___ DATA FOR THIS TASK

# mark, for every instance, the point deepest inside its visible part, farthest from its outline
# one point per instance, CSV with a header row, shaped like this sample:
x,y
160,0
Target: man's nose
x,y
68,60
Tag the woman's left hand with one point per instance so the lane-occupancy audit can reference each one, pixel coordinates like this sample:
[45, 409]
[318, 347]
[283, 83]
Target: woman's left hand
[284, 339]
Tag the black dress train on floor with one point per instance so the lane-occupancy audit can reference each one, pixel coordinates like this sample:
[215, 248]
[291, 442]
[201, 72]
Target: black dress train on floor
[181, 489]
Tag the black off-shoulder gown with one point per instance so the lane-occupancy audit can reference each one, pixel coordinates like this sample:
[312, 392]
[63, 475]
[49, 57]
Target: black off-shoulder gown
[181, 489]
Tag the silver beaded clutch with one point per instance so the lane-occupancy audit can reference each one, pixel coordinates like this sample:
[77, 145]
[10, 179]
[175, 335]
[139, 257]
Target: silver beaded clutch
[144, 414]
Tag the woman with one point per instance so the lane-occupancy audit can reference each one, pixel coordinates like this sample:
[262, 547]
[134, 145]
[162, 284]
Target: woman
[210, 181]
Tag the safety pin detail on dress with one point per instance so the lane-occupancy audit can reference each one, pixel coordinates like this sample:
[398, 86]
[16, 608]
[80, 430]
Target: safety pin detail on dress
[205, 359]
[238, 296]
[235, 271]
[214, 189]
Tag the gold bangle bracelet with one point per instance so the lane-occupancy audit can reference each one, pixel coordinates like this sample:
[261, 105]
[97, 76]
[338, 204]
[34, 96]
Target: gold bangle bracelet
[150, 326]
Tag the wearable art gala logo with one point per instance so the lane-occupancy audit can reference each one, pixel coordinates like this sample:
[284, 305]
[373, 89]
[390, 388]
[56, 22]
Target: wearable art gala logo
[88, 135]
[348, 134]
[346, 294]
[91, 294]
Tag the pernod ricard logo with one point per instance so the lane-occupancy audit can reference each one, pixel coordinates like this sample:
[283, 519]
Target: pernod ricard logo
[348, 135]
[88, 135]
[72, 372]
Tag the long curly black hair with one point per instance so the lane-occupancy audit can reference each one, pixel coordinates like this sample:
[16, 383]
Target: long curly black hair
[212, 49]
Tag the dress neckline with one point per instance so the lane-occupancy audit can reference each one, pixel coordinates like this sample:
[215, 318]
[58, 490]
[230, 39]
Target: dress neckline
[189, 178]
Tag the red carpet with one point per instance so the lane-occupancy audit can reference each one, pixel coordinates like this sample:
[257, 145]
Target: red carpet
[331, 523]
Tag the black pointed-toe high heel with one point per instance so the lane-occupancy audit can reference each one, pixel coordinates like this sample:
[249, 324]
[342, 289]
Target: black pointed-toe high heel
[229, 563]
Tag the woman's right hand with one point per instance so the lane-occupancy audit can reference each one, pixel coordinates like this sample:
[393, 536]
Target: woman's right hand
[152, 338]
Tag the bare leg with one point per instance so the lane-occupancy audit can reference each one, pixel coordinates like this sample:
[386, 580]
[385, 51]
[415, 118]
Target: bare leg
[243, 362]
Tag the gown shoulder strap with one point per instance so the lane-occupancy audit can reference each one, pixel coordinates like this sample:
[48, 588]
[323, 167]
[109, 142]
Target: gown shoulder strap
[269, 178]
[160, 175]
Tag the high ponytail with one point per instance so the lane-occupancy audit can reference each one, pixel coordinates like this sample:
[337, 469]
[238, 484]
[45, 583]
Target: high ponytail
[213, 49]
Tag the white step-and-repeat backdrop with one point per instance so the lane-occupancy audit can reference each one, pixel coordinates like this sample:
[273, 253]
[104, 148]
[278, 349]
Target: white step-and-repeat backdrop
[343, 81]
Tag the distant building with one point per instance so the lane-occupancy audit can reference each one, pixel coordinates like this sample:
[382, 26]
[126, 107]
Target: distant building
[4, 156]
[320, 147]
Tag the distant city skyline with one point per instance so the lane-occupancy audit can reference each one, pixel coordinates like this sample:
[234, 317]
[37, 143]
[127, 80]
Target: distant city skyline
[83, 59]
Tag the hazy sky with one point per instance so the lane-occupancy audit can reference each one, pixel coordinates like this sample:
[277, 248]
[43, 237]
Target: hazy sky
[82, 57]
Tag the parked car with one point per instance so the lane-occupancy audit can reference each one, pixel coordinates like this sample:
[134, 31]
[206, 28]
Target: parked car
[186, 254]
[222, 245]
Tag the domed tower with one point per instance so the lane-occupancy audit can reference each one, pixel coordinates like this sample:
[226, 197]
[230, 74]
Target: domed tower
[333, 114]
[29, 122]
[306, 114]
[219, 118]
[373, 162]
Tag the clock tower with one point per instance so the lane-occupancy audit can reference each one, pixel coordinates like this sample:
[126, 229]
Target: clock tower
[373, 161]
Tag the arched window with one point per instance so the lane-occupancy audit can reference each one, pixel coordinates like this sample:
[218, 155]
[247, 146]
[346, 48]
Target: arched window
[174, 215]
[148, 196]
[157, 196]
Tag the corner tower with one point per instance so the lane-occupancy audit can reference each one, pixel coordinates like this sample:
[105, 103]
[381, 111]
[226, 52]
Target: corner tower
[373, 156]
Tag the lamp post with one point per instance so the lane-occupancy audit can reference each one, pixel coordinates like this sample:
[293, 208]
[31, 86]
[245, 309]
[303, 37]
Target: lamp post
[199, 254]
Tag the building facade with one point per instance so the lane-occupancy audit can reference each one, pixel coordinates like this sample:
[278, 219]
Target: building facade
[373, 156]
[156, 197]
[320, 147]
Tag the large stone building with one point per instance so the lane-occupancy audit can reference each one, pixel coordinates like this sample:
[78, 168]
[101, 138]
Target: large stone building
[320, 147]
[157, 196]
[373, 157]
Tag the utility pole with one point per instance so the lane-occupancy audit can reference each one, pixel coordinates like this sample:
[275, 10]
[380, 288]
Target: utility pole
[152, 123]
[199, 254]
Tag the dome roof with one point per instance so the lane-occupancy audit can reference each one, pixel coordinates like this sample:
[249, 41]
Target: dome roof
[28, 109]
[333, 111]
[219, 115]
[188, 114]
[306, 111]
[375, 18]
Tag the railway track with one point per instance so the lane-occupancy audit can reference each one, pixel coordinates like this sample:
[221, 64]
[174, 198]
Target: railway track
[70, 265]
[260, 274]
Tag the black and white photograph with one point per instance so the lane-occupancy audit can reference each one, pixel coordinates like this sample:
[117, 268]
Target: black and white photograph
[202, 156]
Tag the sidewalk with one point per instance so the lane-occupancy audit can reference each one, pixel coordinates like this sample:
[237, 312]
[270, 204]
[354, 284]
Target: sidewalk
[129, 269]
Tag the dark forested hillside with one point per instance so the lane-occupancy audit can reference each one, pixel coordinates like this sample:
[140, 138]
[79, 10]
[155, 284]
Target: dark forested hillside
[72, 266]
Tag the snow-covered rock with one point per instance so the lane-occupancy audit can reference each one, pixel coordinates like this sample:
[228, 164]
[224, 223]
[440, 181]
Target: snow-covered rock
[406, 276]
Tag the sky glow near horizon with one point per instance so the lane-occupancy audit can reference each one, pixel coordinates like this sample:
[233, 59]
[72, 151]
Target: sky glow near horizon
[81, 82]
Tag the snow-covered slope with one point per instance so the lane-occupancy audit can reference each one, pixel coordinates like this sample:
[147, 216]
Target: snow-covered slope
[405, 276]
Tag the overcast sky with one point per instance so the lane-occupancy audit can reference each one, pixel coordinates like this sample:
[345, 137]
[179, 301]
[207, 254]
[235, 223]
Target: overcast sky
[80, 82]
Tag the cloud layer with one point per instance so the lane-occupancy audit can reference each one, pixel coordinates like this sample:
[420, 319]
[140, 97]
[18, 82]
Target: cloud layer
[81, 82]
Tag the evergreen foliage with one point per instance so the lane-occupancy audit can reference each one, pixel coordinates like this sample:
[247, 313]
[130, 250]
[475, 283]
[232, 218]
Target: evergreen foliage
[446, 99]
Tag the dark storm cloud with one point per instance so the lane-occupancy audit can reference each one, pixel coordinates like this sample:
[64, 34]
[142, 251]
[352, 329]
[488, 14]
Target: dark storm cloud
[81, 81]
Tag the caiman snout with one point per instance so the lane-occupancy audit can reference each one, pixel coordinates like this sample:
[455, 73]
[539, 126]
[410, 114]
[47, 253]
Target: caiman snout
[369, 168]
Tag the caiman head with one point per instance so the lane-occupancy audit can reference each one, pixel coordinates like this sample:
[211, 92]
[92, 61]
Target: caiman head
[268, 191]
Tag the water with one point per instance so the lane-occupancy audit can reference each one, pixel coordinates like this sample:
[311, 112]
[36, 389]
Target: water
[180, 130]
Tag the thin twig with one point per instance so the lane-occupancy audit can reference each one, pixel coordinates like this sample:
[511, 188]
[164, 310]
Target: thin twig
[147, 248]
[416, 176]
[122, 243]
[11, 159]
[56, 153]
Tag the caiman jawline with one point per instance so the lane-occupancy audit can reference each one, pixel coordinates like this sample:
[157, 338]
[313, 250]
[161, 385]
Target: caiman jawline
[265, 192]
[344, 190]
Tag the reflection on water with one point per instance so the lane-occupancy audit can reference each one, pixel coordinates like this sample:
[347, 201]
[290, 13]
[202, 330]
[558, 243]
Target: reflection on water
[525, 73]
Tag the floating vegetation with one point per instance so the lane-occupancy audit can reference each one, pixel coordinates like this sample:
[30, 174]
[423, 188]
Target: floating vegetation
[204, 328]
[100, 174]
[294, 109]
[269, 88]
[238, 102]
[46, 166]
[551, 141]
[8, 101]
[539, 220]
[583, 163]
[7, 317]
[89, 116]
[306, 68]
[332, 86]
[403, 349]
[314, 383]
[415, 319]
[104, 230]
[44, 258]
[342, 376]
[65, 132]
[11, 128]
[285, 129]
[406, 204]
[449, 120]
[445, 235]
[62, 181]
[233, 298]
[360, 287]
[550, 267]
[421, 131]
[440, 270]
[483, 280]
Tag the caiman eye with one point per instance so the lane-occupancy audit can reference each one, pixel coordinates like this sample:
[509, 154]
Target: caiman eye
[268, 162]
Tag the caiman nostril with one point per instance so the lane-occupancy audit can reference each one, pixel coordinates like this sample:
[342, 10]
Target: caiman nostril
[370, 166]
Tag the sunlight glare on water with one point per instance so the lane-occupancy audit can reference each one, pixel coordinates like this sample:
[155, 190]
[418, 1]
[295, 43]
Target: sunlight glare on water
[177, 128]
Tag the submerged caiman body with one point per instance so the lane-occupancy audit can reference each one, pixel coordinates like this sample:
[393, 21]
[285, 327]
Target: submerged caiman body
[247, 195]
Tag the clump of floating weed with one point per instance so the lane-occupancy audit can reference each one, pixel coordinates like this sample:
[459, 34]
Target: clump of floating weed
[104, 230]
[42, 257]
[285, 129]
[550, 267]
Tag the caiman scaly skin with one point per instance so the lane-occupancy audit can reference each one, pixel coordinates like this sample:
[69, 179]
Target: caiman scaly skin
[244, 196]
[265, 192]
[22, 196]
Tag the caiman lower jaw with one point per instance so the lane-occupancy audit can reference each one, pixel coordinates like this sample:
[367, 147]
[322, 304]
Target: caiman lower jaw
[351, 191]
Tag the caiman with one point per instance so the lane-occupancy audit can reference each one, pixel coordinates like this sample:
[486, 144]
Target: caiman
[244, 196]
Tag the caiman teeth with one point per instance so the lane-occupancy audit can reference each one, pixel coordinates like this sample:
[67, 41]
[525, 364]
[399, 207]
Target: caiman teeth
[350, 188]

______

Reply with an exact copy of the lines running from the one containing "Tag the clump" through the end of the entries above, both ends included.

Tag the clump of floating weed with one point per instance so the lane-occupancy audit can reference each one, pixel coordinates like this sample:
[459, 34]
Target: clump of floating weed
[104, 230]
[42, 257]
[285, 129]
[550, 267]
Tag the caiman scaly skin with one point per instance so the lane-occupancy audit can reference each one, pixel coordinates like this sample:
[69, 179]
Target: caiman scaly skin
[244, 196]
[265, 192]
[22, 196]
Tag the caiman lower jaw with one point per instance so the lane-occupancy audit can reference each one, pixel coordinates like this sample:
[367, 147]
[322, 304]
Target: caiman lower jaw
[351, 191]
Tag the caiman with one point per instance so the lane-occupancy audit can reference each one, pixel coordinates like this sample:
[486, 144]
Target: caiman
[244, 196]
Tag the caiman teeth with one point per instance so the lane-occupancy audit can reference each one, pixel coordinates like this sample:
[67, 41]
[525, 364]
[399, 207]
Target: caiman teeth
[350, 188]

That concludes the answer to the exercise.